### TEXT EXTRACT
===

In laravel, it's possible to have access to entire models with type-hinting the parameter with a model class. for example:
routes/web.php
Route::get('posts/{post}', function(\App\Post $post) {
/*
$post is now the model with pk in url and
if the pk is wrong it throws an 404 automatically
*/
});
How is that possible in django? (with functions as view)
def posts(request, post_id):
post = get_model_or_404(Post, pk=post_id)
# ...
The second line is completely boilerplate and so much repeated in my code.
You can make a custom path converter [Django-doc] for that. We can for example make model path converter:
# app/converters.py
from django.shortcuts import get_object_or_404
from django.urls.converters import IntConverter
class ModelConverter(IntConverter):
model = None
def to_python(self, value):
return get_object_or_404(self.model, pk=super().to_python(value))
def to_url(self, value):
if instanceof(value, int):
return str(value)
return str(value.pk)

===

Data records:
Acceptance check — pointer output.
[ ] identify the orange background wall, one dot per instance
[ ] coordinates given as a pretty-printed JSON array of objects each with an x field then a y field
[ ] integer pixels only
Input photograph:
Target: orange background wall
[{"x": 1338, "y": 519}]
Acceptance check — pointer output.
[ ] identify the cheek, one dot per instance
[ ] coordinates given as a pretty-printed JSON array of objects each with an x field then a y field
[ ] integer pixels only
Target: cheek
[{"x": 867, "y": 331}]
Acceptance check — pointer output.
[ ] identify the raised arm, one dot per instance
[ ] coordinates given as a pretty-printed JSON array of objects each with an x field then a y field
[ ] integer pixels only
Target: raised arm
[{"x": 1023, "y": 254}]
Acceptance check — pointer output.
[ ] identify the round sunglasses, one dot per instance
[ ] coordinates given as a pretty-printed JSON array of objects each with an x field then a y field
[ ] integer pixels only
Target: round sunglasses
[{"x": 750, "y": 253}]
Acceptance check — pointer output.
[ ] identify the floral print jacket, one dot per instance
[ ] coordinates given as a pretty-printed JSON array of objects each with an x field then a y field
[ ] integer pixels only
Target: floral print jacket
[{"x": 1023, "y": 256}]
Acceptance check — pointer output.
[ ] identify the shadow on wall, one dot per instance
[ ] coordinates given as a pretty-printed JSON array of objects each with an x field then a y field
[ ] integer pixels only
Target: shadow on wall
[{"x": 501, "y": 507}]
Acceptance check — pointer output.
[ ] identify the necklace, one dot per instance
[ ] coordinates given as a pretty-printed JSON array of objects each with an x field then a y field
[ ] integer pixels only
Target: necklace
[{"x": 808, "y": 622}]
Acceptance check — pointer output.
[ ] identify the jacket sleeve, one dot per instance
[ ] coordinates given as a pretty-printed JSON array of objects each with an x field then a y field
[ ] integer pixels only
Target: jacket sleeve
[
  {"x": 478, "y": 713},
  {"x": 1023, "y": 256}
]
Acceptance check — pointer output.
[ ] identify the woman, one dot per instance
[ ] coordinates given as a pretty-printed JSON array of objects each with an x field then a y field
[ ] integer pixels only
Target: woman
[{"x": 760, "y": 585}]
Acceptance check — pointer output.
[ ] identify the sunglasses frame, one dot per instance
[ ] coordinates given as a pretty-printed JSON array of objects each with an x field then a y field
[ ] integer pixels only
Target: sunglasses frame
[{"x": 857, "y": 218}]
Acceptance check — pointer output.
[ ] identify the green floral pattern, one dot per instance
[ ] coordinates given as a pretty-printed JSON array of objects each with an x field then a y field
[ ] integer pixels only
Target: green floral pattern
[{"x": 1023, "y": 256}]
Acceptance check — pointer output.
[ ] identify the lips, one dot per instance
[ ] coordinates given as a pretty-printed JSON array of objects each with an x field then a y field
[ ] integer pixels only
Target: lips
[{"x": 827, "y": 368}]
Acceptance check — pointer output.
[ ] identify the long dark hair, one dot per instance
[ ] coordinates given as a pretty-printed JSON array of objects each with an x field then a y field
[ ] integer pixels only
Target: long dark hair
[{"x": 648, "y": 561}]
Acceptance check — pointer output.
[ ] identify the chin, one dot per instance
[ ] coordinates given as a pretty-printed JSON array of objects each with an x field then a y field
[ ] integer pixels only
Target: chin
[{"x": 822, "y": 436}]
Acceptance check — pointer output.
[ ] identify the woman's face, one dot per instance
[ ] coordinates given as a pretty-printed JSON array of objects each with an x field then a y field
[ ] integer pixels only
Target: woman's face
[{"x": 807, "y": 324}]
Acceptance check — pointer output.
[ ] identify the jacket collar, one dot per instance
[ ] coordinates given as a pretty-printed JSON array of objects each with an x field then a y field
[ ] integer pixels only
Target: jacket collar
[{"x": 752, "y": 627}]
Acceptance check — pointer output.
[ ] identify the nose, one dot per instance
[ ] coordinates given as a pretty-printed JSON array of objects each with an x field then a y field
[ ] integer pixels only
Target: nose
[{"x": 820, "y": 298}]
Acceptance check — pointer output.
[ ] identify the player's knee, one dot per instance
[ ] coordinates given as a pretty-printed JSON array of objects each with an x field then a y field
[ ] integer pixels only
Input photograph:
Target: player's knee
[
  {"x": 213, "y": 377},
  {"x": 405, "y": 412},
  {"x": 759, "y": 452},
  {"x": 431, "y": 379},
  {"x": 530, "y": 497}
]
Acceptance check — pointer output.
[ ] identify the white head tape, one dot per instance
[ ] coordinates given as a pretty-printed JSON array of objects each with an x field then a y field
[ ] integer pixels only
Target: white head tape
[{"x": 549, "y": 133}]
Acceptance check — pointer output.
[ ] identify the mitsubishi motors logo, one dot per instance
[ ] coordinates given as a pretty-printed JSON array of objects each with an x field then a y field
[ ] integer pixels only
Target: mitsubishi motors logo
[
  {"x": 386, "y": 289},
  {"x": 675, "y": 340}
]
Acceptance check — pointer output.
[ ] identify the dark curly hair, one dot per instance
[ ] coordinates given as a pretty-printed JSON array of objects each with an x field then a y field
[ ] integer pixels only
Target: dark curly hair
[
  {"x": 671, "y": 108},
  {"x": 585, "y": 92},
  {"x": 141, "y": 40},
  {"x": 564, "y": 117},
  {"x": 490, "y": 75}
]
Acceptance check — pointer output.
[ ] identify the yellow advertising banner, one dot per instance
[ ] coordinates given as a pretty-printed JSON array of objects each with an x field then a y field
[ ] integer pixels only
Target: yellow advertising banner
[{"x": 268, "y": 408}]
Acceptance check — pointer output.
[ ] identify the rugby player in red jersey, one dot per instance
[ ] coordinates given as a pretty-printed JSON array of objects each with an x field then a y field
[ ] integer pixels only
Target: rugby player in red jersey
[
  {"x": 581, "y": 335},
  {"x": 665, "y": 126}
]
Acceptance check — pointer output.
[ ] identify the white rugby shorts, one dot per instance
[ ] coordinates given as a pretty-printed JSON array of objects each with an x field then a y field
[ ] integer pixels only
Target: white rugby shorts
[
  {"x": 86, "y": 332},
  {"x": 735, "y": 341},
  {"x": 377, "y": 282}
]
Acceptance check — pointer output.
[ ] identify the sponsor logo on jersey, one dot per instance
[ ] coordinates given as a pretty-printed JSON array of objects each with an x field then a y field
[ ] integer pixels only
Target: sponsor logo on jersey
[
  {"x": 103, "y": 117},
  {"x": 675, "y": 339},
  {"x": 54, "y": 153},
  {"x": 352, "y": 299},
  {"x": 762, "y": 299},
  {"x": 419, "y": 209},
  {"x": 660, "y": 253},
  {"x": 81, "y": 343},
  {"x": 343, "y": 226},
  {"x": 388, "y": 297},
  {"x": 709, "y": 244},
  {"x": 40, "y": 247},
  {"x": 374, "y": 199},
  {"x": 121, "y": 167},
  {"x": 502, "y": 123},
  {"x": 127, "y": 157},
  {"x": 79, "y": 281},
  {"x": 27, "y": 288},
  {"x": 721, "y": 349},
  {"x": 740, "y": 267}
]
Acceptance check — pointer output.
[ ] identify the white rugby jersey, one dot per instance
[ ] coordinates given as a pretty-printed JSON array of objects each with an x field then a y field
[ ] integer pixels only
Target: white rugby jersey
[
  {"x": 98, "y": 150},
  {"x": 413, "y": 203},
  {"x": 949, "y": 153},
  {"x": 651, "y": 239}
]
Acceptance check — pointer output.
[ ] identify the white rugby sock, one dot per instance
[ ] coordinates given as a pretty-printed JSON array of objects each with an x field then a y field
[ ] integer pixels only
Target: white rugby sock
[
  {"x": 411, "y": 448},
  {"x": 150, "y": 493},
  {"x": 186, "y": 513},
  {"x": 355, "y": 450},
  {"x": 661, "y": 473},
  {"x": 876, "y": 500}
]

===

### REQUIRED TASKS
A) In the model-binding thread above, restate the paragraph that begins "In laravel, it's possible" in one shorter sentence, keeping its main facts.
B) Extend the model-binding thread above, picking up right after its final line.

### OUTPUTS IN ORDER
A) Laravel lets you reach an entire model by type-hinting a route parameter with the model class.

B)
def model_converter(model):
class Converter(ModelConverter):
model = model
return Converter
Then in your urls.py you can make model converters and register these once:
# app/urls.py
from app.converters import model_converter
from app import views
from app.models import Post
from django.urls import path, register_converter
register_converter(model_converter(Post), 'post')
urlpatterns = [
path('posts/<post:post>', views.post, name='post'),
# …
]
Then in the view, you obtain the Post object (given a post for that primary key exists) through the post parameter:
app/views.py
def post(request, post):
# post is here a Post object
# …
In your template, you can then just pass the Post object in the {% url … %} template tag, so:
<a href="{% url 'post' mypostobject %}">
Related
I'd like to have a DetailView respond with an image file that is saved to the model/object.
I have seen this related question but what I am doing is a little different.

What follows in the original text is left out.